## TREŚĆ POLECENIA A
Odpowiedz na podstawie prologu, oznaczając odpowiedzi tak jak pytania:
(i) Gdzie autorki wpadły na pomysł przejechania rowerem dookoła Polski?
(ii) Z pomocą czego autorki opowiadają dzieciom bajki?
(iii) Jak brzmiała odpowiedź na pytanie, co dokładnie autorki chcą zobaczyć i poznać?
## TREŚĆ POLECENIA B
Przepisz z prologu cały fragment od „Przeczytaj relację z wyprawy, która była” aż po „teraz naszej historii.”, zamieniając „magicznej” na „drewnianej”.

## TEKST ŹRÓDŁOWY
● ● ●

Prolog

Przeczytaj relację z wyprawy, która była przygotowaniem do projektu właściwego

Wszystko zaczęło się na dalekiej północy bardzo, bardzo dawno temu…

Tak mogłaby się zaczynać jedna z bajek, które opowiadamy dzieciom z pomocą naszej magicznej skrzynki i teatru ilustracji. Dobrze wiemy, że wszystkie dzieci kochają bajki, a ponieważ  wszyscy dorośli byli kiedyś dziećmi, mamy nadzieję, że tym chętniej posłuchacie teraz naszej historii.

Kilka miesięcy temu, grzejąc dłonie przy herbacie, gdzieś daleko w Iranie wpadłyśmy na pomysł przejechania rowerem dookoła Polski. Okazało się, że obie podróżowałyśmy po świecie, by poznawać ludzi i kultury często bardzo odmienne od naszej. W naszym odczuciu były intrygujące i piękne. Im bardziej były egzotyczne, tym mocniej nas pociągały.  A Polska? Co wiemy o własnym kraju? O przyrodzie, kulturze i ciekawych miejscach do odwiedzenia. Zgodnie uznałyśmy, że obie wiemy zbyt mało. Postanowiłyśmy więc to zmienić. Bo czasem trzeba pojechać bardzo daleko, żeby odkryć piękno tego, co znajduje się blisko nas. No tak- jechać, ale gdzie dokładnie? Potrzebny był nam plan: co dokładnie chcemy zobaczyć i poznać. Odpowiedź była prosta: WSZYSTKO.  I dlatego właśnie zdecydowałyśmy się przejechać Polskę dookoła.

● ● ●

## FRAGMENT DANYCH
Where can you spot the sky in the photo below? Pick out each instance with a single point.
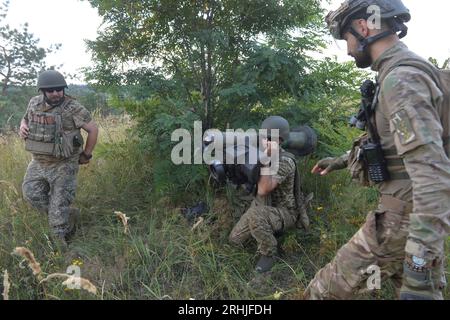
(69, 22)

● ● ●

## ODPOWIEDŹ A
(i) Gdzieś daleko w Iranie.
(ii) Z pomocą magicznej skrzynki i teatru ilustracji.
(iii) WSZYSTKO.

## ODPOWIEDŹ B
Przeczytaj relację z wyprawy, która była przygotowaniem do projektu właściwego

Wszystko zaczęło się na dalekiej północy bardzo, bardzo dawno temu…

Tak mogłaby się zaczynać jedna z bajek, które opowiadamy dzieciom z pomocą naszej drewnianej skrzynki i teatru ilustracji. Dobrze wiemy, że wszystkie dzieci kochają bajki, a ponieważ  wszyscy dorośli byli kiedyś dziećmi, mamy nadzieję, że tym chętniej posłuchacie teraz naszej historii.